The main focus of this past week has been the ongoing search for locations. There are two airport scenes in the film which I don’t think we realistically stand a chance of filming at any of the London airports, especially not during the run-up to the Christmas period. I have tried my luck with the major airports and the prices that I’ve quoted would not leave much change from a significant portion of the budget for a few hours of filming at an airport terminal. The security considerations, in addition to safety issues for passengers, the cast and crew, mean that airport authorities are very reluctant to allow a low-budget film crew on their premises. The logic seems to be, by setting the location fees at such a high level only mainstream fully-funded projects would film at airports.

The building work taking place at the office has given me one or two ideas as to how imply the vastness of space that one normally associates with airports, without necessarily being at a real airport. More on that in the coming weeks.

I had a couple of fruitful meetings with potential members of the cast this week. I am finalizing plans to hold the recalls and final auditions in the week beginning on the 20th. Over the course of next week, I will contact those selected for the recalls and final auditions to make the necessary arrangements.

I am meeting the production designer later on today with a view to discussing a few ideas regarding locations and the limited budget we have for dressing sets.

Books I am reading this week: “Hawks on Hawks”, part of Faber’s directors series. “Chicago” by ‘Ala’ al-Aswani whose “Binayat Yacoubyan/ Yacoubyan Building” was a bestseller and widely translated from Arabic.

Films I watched: “Il Y A Longtemps Que Je T’aime/ I’ve Loved You So Long” (Dir. Philippe Claudel, France 2008) – Without a doubt one of the best female film protagonists I’ve seen in a long time; a role of a life-time for Kirstin Scott Thomas.

See you next week,

Ja’far ‘Abd al-Hamid

October 3rd- 7 weeks to the shoot

Hello,
Still going through a final read through of the script.

I am receiving applications for taking part in the project. I am very pleased with the quality and experience of the applicants and sincerely feel confirmed in my belief that through our combined effort and passion, we will make a feature film by the completion of which we will all feel justly rewarded.

This week I am going through the first of the three seven-day shifts I have remaining before the shoot. I will have a couple of weeks before the shoot to focus solely on pre-production, though one is already in pre-production almost all the time.

The auditions for the yet-to-be filled roles will be held in the week commencing October 20th. Will be contacting people over the next week or so.

Once the cast is in place, I would very much like to have the opportunity of holding a weekly workshop with the actors to work through the script- the process will be most rewarding and instructive for all concerned, especially yours truly.

A sense of closure is taking hold of me at the moment as I finally have gotten round to editing the footage of a play a couple friends and I filmed last summer in London. The play, “Democratiyah wa Nuss/A Democracy and a Half”, was directed by sit Ahlam Arab, who also directed “al-Yawm al-Thamin/ Eighth Day” of which I spoke a few weeks back.

Next week, I will be attending a couple of meetings with potential members of the cast, and will continue the search for suitable locations for the film. We already have locations for the cafe and hotel room scenes; we need locations for the office scenes and a couple of council estate-like flats.

• [What you need to do]:
a) According to the film production diary, which scenes already have locations?
b) Print the passage of the film production diary starting with "See you next" and going on through "feel justly rewarded.".

• [Records]:

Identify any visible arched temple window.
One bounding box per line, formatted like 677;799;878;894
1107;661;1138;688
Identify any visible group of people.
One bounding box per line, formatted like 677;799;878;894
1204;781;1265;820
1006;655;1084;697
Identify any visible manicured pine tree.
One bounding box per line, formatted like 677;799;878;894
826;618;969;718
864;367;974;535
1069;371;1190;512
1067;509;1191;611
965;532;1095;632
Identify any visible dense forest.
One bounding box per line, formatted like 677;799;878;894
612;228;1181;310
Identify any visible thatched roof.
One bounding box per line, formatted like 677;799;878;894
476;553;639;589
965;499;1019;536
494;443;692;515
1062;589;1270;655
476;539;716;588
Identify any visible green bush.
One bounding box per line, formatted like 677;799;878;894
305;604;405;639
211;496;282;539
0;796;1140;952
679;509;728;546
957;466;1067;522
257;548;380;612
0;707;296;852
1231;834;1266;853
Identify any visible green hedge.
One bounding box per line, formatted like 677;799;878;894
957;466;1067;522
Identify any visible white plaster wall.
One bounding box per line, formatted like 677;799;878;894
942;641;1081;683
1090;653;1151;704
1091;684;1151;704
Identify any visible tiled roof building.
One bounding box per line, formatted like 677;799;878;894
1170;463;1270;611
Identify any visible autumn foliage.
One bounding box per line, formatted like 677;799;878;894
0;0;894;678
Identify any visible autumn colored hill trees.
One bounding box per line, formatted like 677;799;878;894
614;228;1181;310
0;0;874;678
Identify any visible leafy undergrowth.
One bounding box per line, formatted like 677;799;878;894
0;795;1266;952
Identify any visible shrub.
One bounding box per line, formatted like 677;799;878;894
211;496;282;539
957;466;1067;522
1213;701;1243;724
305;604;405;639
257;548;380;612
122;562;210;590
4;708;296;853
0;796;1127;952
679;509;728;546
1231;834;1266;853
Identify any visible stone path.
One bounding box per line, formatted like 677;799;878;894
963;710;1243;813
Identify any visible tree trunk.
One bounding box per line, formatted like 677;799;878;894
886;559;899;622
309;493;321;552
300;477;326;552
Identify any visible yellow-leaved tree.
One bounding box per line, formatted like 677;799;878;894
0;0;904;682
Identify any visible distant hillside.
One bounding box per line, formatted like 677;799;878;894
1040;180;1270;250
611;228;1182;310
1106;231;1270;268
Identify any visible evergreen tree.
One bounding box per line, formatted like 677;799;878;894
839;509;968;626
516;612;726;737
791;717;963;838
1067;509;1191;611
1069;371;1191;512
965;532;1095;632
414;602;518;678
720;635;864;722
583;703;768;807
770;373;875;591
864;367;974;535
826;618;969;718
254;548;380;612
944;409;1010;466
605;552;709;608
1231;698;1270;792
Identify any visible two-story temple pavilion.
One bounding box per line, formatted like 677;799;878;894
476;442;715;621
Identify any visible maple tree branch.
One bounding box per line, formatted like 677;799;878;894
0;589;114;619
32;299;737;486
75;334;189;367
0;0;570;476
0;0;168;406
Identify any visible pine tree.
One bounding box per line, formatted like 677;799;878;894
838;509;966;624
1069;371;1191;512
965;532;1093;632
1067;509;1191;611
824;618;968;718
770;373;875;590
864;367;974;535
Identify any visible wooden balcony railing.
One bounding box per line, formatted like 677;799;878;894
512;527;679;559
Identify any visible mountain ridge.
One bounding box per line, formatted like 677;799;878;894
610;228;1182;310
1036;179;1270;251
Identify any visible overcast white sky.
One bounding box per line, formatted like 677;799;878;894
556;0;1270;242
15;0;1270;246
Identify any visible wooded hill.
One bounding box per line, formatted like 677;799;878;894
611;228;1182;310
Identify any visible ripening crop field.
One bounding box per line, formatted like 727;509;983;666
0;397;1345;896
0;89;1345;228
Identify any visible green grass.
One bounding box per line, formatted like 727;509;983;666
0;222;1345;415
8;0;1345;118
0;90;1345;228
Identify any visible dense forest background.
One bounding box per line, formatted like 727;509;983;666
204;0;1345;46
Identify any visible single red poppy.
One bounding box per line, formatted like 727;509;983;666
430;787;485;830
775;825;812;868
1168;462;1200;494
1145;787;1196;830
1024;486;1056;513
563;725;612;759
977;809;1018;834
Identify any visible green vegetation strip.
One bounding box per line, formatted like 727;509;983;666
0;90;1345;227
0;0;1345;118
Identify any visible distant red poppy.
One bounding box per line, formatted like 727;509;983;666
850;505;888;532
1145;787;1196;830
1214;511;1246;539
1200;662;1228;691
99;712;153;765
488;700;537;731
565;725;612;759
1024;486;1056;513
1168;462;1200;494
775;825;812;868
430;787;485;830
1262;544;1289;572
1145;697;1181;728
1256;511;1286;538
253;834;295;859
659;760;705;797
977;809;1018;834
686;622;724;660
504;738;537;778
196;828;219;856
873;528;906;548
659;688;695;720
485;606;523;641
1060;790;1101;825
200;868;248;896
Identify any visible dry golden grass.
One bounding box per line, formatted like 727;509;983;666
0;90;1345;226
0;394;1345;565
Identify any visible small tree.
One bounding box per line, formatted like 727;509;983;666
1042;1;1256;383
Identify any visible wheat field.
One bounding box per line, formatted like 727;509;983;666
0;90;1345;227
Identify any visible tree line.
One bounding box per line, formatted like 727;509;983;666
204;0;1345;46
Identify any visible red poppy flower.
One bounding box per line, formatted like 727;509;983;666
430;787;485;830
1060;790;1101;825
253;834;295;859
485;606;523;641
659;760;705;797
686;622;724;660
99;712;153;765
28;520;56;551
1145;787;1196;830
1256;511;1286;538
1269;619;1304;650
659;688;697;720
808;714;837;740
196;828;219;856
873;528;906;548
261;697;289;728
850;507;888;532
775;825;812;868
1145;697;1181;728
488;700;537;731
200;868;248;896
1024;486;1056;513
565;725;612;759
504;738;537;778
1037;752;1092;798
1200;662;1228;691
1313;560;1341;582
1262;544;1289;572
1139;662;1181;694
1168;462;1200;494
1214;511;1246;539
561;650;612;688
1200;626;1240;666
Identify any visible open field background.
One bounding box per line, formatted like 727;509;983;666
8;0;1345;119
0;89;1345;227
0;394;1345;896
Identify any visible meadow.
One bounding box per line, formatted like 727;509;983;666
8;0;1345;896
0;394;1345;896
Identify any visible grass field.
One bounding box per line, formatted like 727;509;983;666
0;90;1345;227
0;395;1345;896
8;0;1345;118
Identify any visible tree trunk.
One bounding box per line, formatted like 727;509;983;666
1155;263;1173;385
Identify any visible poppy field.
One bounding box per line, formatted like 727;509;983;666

• [Task-by-task results]:
a) The cafe and hotel room scenes.

b)
See you next week,

Ja’far ‘Abd al-Hamid

October 3rd- 7 weeks to the shoot

Hello,
Still going through a final read through of the script.

I am receiving applications for taking part in the project. I am very pleased with the quality and experience of the applicants and sincerely feel confirmed in my belief that through our combined effort and passion, we will make a feature film by the completion of which we will all feel justly rewarded.